**GIVEN REQUEST**. Reproduce the stretch of lines from the one containing "Expected behaviour: place one point on the shirt" through the last line, requests included, and shift every coordinate in the answers by -31. Give only those lines.

**Location labeling lines**.
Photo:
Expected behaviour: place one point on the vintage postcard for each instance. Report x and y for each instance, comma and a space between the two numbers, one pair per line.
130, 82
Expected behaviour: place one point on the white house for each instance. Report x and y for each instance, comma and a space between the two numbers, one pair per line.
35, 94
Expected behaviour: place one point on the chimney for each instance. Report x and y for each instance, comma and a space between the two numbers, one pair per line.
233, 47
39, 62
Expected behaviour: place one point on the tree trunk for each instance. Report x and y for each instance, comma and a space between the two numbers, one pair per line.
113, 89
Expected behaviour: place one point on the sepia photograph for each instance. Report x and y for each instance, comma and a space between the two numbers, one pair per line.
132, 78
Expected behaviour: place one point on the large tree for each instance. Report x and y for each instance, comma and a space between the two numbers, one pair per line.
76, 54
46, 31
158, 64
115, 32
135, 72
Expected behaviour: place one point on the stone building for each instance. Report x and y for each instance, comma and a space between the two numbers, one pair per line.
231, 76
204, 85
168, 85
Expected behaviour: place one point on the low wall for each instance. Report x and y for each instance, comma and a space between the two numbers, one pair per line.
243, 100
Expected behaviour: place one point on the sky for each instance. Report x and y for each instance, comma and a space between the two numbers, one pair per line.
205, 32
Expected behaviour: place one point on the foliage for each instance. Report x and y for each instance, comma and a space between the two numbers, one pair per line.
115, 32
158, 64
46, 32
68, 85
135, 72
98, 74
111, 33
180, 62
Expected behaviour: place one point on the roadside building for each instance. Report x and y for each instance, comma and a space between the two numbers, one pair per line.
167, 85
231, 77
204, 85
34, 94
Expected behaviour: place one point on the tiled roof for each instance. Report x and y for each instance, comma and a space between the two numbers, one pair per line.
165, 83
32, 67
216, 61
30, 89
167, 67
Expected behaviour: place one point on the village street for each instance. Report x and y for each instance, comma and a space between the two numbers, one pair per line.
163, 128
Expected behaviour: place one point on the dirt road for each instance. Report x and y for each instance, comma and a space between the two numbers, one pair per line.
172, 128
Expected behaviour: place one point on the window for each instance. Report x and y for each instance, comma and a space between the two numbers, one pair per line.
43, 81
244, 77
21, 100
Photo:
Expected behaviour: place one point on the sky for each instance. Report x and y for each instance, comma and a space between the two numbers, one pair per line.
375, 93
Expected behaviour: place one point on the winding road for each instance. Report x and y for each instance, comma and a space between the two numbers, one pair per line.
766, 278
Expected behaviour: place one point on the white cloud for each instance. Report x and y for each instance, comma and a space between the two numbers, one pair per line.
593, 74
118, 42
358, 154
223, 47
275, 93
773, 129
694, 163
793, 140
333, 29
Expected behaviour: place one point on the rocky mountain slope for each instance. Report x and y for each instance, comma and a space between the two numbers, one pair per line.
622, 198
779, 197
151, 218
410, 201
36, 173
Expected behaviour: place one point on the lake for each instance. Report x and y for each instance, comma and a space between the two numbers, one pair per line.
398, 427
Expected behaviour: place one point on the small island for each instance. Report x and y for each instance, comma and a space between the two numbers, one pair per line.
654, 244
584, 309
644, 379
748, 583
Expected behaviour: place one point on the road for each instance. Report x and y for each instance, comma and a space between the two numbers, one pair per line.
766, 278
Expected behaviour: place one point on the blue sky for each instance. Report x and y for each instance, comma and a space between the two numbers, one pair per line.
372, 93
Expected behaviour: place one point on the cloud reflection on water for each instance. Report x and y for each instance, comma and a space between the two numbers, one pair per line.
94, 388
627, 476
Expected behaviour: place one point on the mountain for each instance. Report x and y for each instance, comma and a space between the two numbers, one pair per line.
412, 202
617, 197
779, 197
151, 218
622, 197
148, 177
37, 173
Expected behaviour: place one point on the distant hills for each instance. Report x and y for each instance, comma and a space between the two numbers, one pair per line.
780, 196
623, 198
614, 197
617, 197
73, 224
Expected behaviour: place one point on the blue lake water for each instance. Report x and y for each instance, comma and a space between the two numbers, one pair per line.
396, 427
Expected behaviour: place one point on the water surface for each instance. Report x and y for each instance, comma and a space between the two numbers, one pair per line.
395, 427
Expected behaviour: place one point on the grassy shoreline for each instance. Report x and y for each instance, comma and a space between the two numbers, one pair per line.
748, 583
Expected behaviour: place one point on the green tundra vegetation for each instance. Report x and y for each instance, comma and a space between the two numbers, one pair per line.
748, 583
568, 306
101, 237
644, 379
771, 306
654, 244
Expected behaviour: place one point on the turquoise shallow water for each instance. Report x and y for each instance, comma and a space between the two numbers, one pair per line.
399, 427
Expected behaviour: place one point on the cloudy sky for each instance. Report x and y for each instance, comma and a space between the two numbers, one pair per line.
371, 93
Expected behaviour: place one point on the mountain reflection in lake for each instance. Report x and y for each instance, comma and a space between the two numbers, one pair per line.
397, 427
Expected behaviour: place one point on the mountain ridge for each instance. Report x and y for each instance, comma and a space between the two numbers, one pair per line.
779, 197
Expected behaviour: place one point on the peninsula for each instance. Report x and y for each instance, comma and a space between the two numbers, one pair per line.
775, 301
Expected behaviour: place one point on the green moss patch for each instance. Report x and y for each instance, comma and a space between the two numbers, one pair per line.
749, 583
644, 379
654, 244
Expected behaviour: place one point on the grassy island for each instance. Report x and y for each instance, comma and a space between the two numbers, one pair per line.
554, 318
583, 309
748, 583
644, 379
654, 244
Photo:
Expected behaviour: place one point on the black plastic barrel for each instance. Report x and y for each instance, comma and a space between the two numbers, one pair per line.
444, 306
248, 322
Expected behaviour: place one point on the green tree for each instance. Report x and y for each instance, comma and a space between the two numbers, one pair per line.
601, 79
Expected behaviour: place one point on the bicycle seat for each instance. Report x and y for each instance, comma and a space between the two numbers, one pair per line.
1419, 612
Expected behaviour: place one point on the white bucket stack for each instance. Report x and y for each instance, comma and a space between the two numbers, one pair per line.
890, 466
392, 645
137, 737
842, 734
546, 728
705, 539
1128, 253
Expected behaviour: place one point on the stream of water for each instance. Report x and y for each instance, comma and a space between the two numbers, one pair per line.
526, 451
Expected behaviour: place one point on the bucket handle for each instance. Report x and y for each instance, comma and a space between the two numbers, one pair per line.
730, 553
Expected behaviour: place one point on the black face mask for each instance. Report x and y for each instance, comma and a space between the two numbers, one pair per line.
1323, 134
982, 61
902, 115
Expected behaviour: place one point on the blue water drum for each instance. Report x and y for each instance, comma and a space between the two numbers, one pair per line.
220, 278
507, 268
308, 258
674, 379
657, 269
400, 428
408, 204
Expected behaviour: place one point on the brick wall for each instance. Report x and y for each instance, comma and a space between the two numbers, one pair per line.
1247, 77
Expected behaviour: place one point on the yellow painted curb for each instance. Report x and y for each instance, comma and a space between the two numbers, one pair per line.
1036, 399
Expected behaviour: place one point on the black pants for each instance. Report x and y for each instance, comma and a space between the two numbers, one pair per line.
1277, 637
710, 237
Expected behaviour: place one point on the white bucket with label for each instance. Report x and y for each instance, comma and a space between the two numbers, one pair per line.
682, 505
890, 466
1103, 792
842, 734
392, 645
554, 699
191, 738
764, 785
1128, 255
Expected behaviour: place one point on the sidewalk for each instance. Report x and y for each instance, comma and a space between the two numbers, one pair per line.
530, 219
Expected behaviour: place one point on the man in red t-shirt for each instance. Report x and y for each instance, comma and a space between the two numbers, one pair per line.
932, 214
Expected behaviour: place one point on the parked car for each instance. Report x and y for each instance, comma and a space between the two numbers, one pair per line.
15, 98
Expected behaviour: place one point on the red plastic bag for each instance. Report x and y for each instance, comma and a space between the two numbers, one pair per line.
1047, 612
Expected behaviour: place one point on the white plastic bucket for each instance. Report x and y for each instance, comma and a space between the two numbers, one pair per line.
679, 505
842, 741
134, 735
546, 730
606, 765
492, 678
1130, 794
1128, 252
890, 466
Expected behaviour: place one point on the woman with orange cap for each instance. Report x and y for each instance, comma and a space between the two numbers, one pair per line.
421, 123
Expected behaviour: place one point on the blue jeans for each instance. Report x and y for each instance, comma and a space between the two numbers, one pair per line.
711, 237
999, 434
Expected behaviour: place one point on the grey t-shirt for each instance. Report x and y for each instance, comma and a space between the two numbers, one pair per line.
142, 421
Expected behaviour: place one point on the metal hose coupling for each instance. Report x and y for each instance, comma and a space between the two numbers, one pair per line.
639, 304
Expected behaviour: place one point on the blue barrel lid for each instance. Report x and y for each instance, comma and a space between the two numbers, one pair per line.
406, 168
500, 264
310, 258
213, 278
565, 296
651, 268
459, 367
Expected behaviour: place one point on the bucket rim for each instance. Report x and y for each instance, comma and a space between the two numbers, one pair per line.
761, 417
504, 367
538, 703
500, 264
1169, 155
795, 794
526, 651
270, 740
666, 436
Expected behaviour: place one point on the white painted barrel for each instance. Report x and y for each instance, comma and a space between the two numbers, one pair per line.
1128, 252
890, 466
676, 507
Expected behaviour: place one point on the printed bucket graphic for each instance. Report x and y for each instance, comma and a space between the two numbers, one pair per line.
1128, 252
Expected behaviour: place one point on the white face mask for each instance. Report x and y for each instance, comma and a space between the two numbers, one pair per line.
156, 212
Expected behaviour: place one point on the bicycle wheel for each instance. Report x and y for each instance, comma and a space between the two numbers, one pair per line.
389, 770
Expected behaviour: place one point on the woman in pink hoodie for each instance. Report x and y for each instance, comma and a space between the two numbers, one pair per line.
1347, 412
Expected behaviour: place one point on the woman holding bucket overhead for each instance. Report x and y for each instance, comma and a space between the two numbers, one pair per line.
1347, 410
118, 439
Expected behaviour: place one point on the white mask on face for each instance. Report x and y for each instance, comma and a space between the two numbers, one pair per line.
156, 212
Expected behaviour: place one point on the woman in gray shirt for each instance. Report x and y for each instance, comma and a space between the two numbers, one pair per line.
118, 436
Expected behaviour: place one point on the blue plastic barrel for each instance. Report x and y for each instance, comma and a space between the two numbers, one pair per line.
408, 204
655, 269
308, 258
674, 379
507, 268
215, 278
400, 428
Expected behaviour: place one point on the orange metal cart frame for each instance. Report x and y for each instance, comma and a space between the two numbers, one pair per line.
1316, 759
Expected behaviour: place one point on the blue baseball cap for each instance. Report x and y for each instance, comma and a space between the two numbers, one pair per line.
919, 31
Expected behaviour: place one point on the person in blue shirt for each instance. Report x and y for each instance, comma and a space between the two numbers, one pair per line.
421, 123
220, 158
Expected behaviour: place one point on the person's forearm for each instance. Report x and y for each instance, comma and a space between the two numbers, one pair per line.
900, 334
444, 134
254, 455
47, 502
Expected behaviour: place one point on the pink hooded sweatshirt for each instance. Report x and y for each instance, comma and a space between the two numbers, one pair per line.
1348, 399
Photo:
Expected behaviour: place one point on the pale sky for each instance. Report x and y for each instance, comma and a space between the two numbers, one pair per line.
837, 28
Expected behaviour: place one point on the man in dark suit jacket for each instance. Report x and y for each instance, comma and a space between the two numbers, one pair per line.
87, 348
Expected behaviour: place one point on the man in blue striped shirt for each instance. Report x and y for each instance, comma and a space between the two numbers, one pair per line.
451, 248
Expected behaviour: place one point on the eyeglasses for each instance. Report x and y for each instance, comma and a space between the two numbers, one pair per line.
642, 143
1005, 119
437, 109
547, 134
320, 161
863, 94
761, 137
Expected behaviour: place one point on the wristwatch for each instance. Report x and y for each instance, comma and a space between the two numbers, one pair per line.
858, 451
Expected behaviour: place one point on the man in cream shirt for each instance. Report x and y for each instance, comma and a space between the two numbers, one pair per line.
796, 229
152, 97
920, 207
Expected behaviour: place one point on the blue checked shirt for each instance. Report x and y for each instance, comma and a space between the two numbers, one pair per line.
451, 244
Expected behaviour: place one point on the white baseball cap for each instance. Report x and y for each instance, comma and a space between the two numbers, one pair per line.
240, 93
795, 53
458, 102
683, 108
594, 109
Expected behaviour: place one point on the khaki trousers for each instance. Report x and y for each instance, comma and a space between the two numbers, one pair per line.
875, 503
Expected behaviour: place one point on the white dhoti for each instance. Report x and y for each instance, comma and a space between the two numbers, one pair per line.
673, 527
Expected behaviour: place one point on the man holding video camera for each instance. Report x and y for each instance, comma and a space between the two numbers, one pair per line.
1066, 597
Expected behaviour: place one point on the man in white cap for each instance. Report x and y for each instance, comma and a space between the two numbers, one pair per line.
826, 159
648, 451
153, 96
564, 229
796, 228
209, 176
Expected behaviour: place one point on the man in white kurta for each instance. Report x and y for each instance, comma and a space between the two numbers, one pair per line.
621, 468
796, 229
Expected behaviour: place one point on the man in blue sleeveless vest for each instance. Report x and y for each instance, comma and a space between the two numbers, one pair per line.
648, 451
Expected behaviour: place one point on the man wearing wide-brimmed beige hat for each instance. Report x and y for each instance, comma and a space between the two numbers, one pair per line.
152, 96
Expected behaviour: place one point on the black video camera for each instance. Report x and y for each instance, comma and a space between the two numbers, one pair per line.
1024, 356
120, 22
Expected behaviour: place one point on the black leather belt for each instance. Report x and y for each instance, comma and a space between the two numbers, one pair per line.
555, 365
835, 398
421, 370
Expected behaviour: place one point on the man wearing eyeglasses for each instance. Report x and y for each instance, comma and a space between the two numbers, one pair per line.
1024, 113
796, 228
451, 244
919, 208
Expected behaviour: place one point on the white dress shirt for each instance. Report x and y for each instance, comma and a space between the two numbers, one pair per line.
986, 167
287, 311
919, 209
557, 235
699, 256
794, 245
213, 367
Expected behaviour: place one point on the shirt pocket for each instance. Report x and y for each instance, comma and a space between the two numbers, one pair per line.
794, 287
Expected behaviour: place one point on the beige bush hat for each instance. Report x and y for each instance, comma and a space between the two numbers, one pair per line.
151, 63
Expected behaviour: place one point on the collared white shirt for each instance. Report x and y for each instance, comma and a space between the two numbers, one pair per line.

**WORKED SOLUTION**.
Expected behaviour: place one point on the shirt pocket for each instance. Report x and y for each instance, comma and a space between the two numbers, one pair per line.
763, 256
Expected behaviour: place one point on the beige bush hat for each instance. Report x and y for each instance, comma and a space between the two numbers, one pair per line.
120, 32
Expected behaviour: place one point on the collared white shirt for each instance. Report x and y for each instance, comma and a space between the two numbers, one pair per line.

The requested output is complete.